Written request
Repeat the items below line for line, with no changes, and leave the pictures out.

Source records
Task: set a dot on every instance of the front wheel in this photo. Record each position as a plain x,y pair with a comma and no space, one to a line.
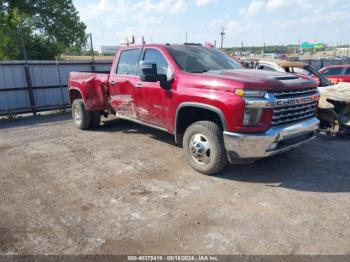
81,116
204,147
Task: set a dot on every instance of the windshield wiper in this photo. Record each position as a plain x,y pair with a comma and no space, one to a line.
200,71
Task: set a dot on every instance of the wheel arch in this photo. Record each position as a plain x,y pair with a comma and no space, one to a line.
205,110
75,93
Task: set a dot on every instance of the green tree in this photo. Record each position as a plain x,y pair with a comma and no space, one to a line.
46,28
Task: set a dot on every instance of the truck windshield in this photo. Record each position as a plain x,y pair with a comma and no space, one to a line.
199,59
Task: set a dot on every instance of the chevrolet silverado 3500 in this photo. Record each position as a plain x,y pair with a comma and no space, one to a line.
219,111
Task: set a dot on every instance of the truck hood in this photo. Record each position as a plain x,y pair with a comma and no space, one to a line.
261,79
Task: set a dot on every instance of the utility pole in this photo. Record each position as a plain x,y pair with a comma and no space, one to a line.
92,53
264,49
222,36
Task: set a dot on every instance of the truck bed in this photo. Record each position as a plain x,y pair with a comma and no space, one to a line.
92,86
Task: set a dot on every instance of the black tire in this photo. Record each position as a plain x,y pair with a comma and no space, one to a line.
80,115
95,119
210,134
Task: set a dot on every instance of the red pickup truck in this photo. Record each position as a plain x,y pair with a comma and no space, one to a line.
219,111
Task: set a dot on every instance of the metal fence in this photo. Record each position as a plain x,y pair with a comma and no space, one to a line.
319,63
33,86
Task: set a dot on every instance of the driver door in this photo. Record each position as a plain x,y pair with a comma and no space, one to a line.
151,101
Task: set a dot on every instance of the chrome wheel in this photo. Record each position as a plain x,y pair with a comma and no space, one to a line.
200,149
77,114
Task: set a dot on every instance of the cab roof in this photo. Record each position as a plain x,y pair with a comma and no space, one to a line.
284,63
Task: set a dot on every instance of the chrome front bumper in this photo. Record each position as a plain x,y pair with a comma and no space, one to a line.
274,141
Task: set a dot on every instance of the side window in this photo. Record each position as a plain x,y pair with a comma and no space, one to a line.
128,62
266,67
333,71
158,58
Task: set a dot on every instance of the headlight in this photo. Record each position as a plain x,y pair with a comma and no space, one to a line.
252,116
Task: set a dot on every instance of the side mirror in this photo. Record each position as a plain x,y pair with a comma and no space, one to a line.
148,71
149,74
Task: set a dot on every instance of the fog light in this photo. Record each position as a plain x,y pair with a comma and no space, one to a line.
252,116
273,146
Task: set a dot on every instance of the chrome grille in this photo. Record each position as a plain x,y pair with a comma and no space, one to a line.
294,93
287,114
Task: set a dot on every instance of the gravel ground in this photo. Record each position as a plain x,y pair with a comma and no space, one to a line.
127,189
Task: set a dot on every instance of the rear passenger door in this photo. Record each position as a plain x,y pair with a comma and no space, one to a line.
122,83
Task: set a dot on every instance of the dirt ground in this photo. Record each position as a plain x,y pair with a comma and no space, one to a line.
127,189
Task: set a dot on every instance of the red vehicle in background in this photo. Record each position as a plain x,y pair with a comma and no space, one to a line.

Worked answer
Task: set a dot on every instance of the front wheel in this photo. Record each position as a plain x,y pair with a comma and no space, one to a line.
81,116
204,147
Task: set a dot on every instance of the windshield wiper in this photo. Record each position as a plain x,y pair with a comma and no space, one to a line.
200,71
Task: set a dot on every instance of the wheel arch in this photo. Record each position as a plain x,y pair with a comma and no space, one to a line.
205,110
75,93
Task: set a dot on every instance of the green tree in this photo. Record each position as a plain x,y pair with a comma and no space, one to a line.
46,28
Task: set a dot on every instance of the truck windshield in this photo. Record each position as a plain x,y pair with a comma and no space, one to a line.
199,59
Task: set a dot on every instance of the chevrolet silverado 3500 in this photo. Record each position as a plain x,y pair with a comma and no space, one to a line.
219,111
Task: set a dot on every instance of the truck hood in this photo. Record each position as a plain x,y pair with a comma and no space, one to a line.
261,79
Task: set a dot on every instance of the utility pole in this photo. Record each position as a plain x,y pair with a comma and no space, one to a line.
92,53
264,49
222,36
Task: set a dot on every instance of the truck bed in this photo. Record each position as a plain x,y pair with a comma and no space, one to a line.
92,86
Task: set a dot on every instance of the black tire in this photo. Record each position as a plain x,y pair with a comma and no space, one to a line.
80,115
95,119
210,134
Task: set a dot on every instance of the red pickup truck in this photo. Record each position as a plain x,y pair with a comma and no space, one to a line.
219,111
Task: set a dot on every instance of the metal fence in this photo. Record each position as a plain x,y pair with a comma and no space, one to a line.
319,63
33,86
Task: set a dot on every instance of the driver door in this photo. Record each position as a plain x,y pair with a comma and no space, one to a line.
151,101
Task: set a dot on every instance of the chrome wheel in this photo. Record each position as a plain x,y pair with a comma and no space, one to a line.
200,149
77,114
Task: set a dot on every instance of the cab roof in this photo. Record each position as a plain x,y pair with a comma and no space, one to a line.
284,63
Task: set a dot on every instance of the chrome front bumper in this photo. Record each position as a plain x,y pair with a comma and no space, one to a line.
274,141
Task: set a dot on every instance of the side window in this photo. Record each position as a plain x,y pair with a comma and no space, one to a line.
128,62
266,67
333,71
158,58
Task: set a dot on every instance of the headlight in this photo. Record each position as a plain x,y pair with a comma and no space, one to a line.
252,116
Task: set a dot on every instance of the side mirror in this photo. Record each position as a plain x,y pair with a comma and no space, one to a line.
148,71
149,74
Task: set a dot on every instance of the fog light in this photo. Record each position as a plain x,y pair with a comma and no space, one to a line.
252,116
273,146
Task: set a dot on every instance of the chrome grille in this photo. Record each position as a plain x,y pair with a comma and no space, one to a line.
294,93
287,114
Task: set a dot on every instance of the gravel ground in this photo. Record each position as a plain x,y pair with a comma and no space, one to a line.
127,189
Task: set a dot on every instance of the rear passenger door in this photo. Record each position as a plain x,y pair with a comma and no space, one to a line.
122,83
Task: set a dot on every instance of the dirt ground in this photo. Record each position as a plain x,y pair with a comma and no space, one to a line.
127,189
Task: set a dot on every instance of the red vehicle in background in this photo. Record each position as a plain x,y pair with a comma and no space, one to a line.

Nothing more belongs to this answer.